(What to do):
1 - Decide whether each statement below agrees with the post on std.container, answering yes or no and quoting the deciding words of the post. (a) Walter noted that copying entire containers by default is most often desirable. (b) Array and SList are still structs. (c) Making containers reference types seemed to be a good choice.
2 - Retype the part of the post on std.container from "Fast forward a" to "sophisticated memory management.".

(Source extract):
■ ■ ■ ■
On Saturday, 17 December 2011 at 23:31:47 UTC, Andrei
Alexandrescu wrote:
On 12/13/11 9:08 PM, Jonathan M Davis wrote:
Is the plan for std.container still to have all of its
containers be final
classes (classes so that they're reference types and final so
that their
functions are inlinable)? Or has that changed? I believe that
Andrei said
something recently about discussing reference counting and
containers with
Walter.
The reason that I bring this up is that Array and SList are
still structs, and
the longer that they're structs, the more code that will break
when they get
changed to classes. Granted, some level of code breakage may
occur when we add
custom allocators to them, but since that would probably only
affect the
constructor (and preferably wouldn't affect anything if you
want to simply
create a container with the GC heap as you would now were
Array and SList
classes), the breakage for that should be minimal.
Is there any reason for me to not just go and make Array and
SList final
classes and create a pull request for it?
- Jonathan M Davis
Apologies for being slow on this. It may be a fateful time to
discuss that right now, after all the discussion of what's
appropriate for stdlib vs. application code etc.
As some of you know, Walter and I went back and forth several
times on this. First, there was the issue of making containers
value types vs. reference types. Making containers value types
would be in keep with the STL approach. However, Walter noted
that copying entire containers by default is most often NOT
desirable and there's significant care and adornments in C++
programs to make sure that that default behavior is avoided
(e.g. adding const& to function parameters).
So we decided to make containers reference types, and that
seemed to be a good choice.
The second decision is classes vs. structs. Walter correctly
pointed out that the obvious choice for defining a reference
type in D - whether the type is momonorphic or polymorphic - is
making it a class. If containers aren't classes, the reasoning
went, it means we took a wrong step somewhere; it might mean
our flagship abstraction for reference types is not suitable
for, well, defining a reference type.
Fast forward a couple of months, a few unslept nights, and a
bunch of newsgroup and IRC conversations. Several additional
pieces came together.
The most important thing I noticed is that people expect
standard containers to have sophisticated memory management.
Many ask not about containers as much as "containers with
custom allocators". Second, containers tend to be large memory
users by definition. Third, containers are self-contained (heh)
■ ■ ■ ■
(Material):
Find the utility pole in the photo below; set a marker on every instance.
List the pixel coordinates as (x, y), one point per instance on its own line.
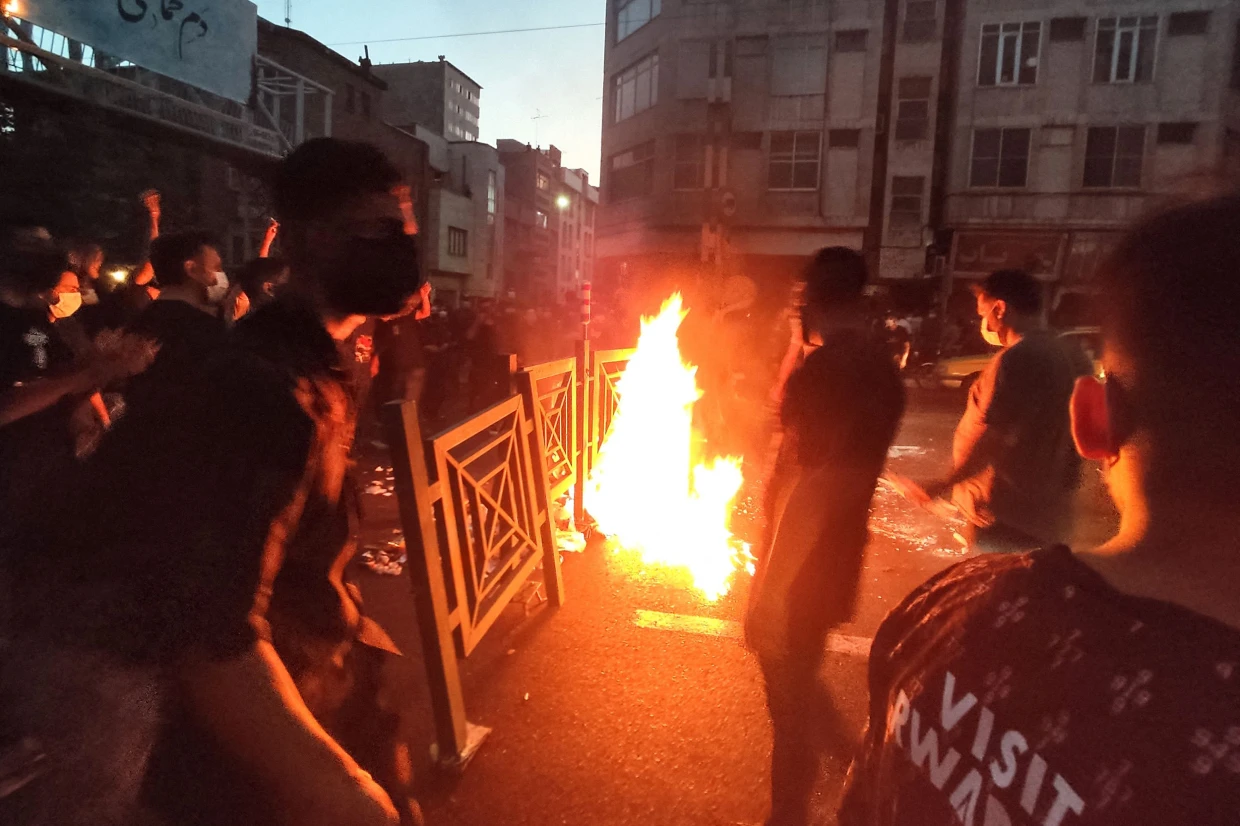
■ ■ ■ ■
(Solution set):
1 -
(a) No: "copying entire containers by default is most often NOT"
(b) Yes: "Array and SList are still structs"
(c) Yes: "seemed to be a good choice"

2 -
Fast forward a couple of months, a few unslept nights, and a
bunch of newsgroup and IRC conversations. Several additional
pieces came together.
The most important thing I noticed is that people expect
standard containers to have sophisticated memory management.